__GIVEN PASSAGE__:
-- Begin --

Armijo v. PeopleAnnotate this Case
402 P.2d 79 (1965)
Tony ARMIJO, Plaintiff in Error, v. The PEOPLE of the State of Colorado, Defendant in Error.
Supreme Court of Colorado, En Banc.
May 17, 1965.
*80 Yaklich, Davis & O'Rourke, Pueblo, for plaintiff in error.
Duke W. Dunbar, Atty. Gen., Frank E. Hickey, Deputy Atty. Gen., John P. Moore, Asst. Atty. Gen., Denver, for defendant in error.
Armijo was convicted by a jury of the crime commonly referred to as assault with a deadly weapon, as such offense is defined in C.R.S. '53, 40-2-34. Thereafter Armijo was sentenced to a term of from two to five years in the State Penitentiary and by the present writ of error he seeks reversal of this judgment and sentence. As ground for reversal Armijo urges, inter alia, that the trial court erred in refusing an instruction which he tendered concerning specific intent. Our review of the record convinces us that the trial court committed error in this regard, and because of this error by the trial court the judgment must now be reversed.
As noted, Armijo tendered an instruction on specific intent to the trial court, the gist of the proposed instruction being that before the jury could convict him of assault with a deadly weapon, the jury had to be satisfied beyond a reasonable doubt that he had the specific intent to commit bodily injury upon the person of the alleged victim. The trial court declined to give this tendered instruction, the court being of the opinion that this particular matter was "otherwise covered" by the several instructions which were given the jury by the trial court. If in fact the matter was adequately covered by other instructions, such would be a valid reason for refusing to give Armijo's tendered instruction. However, our study of the instructions leads us to the conclusion that such is not the case.

-- End --

__TO-DO LIST__:
- a) Answer these questions from the opinion, one per line:
(i) What term of imprisonment was Armijo sentenced to?
(ii) Which court decided the case?
(iii) Why did the trial court decline to give Armijo's tendered instruction?
- b) Duplicate the part of the opinion starting at "Armijo was convicted" and ending at "now be reversed.".
- c) Which attorneys does the opinion name as counsel for the defendant in error? List every one.
The entries that come next are separate material, unrelated to the opinion.

__DATASET CONTENT__:
-- Begin --

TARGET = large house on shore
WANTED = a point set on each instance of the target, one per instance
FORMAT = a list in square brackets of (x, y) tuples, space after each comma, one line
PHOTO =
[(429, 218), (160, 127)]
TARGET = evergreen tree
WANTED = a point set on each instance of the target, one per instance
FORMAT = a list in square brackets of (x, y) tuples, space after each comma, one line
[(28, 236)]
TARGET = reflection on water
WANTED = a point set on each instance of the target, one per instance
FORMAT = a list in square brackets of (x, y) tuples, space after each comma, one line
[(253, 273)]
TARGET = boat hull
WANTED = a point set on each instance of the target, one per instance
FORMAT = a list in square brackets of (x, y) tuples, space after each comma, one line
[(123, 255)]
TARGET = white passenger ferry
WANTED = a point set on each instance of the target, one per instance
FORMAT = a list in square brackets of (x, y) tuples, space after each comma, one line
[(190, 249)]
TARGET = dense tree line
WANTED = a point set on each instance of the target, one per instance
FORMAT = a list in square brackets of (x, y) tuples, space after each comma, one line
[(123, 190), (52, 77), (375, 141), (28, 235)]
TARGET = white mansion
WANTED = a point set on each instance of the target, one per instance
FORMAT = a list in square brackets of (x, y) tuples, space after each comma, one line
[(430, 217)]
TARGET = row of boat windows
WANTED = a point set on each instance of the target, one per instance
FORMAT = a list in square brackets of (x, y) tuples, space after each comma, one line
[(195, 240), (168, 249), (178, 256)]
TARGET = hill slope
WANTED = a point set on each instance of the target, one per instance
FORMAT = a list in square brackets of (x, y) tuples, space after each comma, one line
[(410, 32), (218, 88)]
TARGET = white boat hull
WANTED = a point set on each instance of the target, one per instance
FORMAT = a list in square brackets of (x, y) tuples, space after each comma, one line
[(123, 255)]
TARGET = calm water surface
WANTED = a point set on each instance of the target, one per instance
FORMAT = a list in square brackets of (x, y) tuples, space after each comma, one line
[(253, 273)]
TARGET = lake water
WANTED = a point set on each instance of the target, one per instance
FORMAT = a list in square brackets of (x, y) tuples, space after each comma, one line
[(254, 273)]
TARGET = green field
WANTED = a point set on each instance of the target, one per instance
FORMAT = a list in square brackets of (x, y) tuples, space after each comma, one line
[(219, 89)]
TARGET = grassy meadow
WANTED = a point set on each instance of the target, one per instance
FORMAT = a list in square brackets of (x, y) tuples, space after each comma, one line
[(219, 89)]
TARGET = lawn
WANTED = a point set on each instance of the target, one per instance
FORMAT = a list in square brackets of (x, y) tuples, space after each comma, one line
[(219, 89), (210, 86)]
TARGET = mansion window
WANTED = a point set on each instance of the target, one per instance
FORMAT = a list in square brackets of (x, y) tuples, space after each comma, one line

-- End --
-- Begin --

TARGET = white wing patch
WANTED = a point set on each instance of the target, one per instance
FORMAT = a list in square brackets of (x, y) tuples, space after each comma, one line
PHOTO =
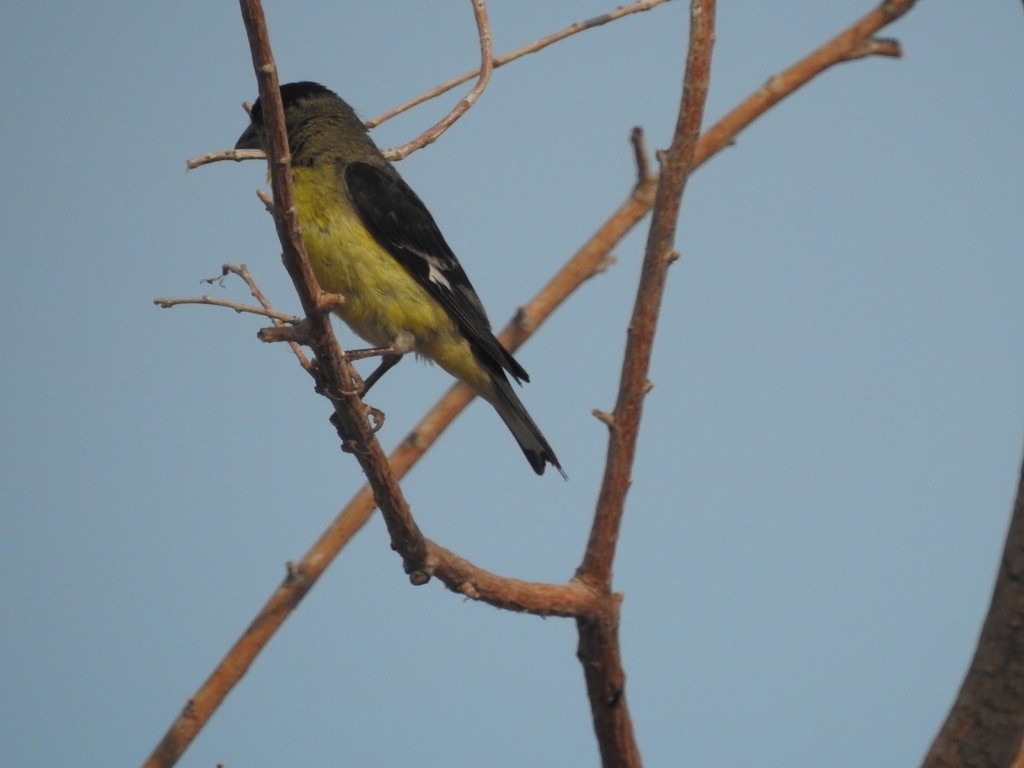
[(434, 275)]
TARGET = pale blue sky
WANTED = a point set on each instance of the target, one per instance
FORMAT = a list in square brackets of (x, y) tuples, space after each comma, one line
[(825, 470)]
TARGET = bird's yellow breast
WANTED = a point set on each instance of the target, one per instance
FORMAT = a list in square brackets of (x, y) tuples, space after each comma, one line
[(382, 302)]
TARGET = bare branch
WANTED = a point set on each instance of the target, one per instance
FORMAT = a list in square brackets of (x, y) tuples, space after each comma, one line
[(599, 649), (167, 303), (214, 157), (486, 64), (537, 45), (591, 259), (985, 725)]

-- End --
-- Begin --

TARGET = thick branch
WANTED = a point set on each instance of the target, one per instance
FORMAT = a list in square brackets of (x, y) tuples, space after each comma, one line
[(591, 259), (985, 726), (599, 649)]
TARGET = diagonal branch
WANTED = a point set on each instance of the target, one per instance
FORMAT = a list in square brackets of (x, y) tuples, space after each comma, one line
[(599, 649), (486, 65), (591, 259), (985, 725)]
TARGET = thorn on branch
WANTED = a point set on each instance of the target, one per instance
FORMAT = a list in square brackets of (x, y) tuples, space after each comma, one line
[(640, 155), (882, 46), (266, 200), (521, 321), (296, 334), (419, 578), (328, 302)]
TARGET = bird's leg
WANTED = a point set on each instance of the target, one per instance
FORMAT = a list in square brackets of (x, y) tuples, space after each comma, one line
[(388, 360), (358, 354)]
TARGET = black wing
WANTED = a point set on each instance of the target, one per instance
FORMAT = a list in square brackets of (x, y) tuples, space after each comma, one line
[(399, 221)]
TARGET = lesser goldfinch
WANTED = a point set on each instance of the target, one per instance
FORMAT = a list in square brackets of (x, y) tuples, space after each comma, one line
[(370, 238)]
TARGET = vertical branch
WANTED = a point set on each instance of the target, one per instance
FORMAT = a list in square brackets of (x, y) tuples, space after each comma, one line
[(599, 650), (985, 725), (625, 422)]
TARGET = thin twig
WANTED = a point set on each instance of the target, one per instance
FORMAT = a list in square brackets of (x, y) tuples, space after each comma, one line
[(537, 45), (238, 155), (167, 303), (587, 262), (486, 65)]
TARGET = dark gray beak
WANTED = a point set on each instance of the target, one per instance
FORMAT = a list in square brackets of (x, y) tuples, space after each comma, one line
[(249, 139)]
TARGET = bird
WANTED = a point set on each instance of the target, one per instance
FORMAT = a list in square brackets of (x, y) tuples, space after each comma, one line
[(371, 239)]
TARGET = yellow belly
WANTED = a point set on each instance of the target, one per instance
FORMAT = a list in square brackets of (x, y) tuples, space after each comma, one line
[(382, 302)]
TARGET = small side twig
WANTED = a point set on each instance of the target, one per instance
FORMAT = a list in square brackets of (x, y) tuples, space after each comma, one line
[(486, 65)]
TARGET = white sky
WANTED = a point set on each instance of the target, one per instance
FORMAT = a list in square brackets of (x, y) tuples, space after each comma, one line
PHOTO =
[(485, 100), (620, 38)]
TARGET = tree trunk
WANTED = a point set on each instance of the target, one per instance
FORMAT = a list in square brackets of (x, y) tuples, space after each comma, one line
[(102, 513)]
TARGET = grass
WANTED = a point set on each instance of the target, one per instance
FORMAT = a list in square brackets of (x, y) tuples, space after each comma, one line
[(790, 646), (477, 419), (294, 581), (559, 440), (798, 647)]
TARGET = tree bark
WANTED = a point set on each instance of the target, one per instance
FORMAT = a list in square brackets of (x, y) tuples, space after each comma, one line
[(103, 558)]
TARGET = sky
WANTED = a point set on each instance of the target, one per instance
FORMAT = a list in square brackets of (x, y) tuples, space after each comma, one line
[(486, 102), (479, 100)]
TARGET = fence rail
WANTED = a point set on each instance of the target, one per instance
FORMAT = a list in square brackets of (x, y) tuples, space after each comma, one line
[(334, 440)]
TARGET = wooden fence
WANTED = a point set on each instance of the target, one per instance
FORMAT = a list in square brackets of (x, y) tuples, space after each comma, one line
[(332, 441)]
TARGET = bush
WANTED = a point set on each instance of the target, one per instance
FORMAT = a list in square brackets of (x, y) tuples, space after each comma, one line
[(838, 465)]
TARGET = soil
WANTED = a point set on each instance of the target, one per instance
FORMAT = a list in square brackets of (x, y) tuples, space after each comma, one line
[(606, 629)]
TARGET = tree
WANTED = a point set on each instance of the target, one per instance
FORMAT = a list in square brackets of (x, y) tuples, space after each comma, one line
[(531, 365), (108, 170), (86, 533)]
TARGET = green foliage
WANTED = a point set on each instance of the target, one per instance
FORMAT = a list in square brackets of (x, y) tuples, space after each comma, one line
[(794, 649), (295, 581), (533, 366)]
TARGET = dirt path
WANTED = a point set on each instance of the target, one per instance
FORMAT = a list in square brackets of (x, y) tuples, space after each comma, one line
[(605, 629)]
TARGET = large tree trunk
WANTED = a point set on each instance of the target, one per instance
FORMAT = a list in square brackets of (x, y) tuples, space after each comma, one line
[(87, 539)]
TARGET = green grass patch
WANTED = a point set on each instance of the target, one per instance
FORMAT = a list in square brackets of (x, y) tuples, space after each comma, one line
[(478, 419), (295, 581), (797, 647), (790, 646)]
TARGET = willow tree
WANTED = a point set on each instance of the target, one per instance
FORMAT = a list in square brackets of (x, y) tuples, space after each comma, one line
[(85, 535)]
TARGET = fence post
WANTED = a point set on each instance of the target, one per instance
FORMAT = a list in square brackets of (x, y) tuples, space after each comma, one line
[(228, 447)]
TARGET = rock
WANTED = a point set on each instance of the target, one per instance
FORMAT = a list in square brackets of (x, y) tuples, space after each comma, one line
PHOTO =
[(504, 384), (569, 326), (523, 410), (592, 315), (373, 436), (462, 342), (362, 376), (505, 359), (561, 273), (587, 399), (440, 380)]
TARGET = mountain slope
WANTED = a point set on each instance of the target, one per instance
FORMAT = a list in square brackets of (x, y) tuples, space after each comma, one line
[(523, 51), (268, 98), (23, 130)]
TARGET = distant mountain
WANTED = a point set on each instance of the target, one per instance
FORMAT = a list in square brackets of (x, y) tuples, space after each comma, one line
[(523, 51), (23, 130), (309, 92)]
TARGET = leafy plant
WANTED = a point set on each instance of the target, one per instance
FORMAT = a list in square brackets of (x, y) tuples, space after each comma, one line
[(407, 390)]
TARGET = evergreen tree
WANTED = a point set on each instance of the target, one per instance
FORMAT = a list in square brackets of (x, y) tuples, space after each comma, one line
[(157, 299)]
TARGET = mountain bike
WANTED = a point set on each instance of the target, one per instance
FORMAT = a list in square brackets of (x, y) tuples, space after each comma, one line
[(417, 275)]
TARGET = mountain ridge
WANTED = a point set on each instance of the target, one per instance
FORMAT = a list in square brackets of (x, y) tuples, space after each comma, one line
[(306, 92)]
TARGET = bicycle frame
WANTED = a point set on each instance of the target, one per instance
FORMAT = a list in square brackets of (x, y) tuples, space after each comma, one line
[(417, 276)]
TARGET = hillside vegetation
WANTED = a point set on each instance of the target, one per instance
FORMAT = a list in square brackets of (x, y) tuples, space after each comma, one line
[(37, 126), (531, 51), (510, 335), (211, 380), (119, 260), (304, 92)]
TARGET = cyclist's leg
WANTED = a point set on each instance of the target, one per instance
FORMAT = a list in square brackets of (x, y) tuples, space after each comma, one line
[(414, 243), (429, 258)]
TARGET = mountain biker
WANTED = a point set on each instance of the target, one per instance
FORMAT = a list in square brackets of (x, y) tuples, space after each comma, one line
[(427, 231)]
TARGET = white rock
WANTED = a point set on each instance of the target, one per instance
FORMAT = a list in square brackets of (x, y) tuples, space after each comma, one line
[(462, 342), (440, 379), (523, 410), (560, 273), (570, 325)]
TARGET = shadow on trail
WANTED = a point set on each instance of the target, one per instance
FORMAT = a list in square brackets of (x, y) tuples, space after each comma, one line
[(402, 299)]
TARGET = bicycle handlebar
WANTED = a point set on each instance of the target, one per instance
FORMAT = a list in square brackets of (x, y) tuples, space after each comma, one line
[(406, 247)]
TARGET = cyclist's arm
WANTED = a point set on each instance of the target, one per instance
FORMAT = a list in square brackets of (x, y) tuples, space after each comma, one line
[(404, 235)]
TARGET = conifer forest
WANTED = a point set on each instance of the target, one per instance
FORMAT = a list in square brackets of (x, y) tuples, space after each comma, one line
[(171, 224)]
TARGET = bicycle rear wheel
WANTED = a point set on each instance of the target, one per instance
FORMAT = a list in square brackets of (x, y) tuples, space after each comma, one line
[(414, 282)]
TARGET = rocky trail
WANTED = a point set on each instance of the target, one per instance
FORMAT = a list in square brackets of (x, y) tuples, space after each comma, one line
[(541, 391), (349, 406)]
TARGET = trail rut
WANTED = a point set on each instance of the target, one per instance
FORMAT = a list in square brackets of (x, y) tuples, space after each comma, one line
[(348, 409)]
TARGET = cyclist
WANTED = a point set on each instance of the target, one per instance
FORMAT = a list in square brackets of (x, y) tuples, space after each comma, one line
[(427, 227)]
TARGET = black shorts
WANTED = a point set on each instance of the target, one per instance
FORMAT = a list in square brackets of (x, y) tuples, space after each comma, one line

-- End --

__ANSWERS GIVEN__:
- a)
(i) A term of from two to five years in the State Penitentiary.
(ii) The Supreme Court of Colorado, En Banc.
(iii) The trial court believed the matter was "otherwise covered" by the several instructions it gave the jury.

- b)
Armijo was convicted by a jury of the crime commonly referred to as assault with a deadly weapon, as such offense is defined in C.R.S. '53, 40-2-34. Thereafter Armijo was sentenced to a term of from two to five years in the State Penitentiary and by the present writ of error he seeks reversal of this judgment and sentence. As ground for reversal Armijo urges, inter alia, that the trial court erred in refusing an instruction which he tendered concerning specific intent. Our review of the record convinces us that the trial court committed error in this regard, and because of this error by the trial court the judgment must now be reversed.

- c)
- Duke W. Dunbar, Atty. Gen.
- Frank E. Hickey, Deputy Atty. Gen.
- John P. Moore, Asst. Atty. Gen.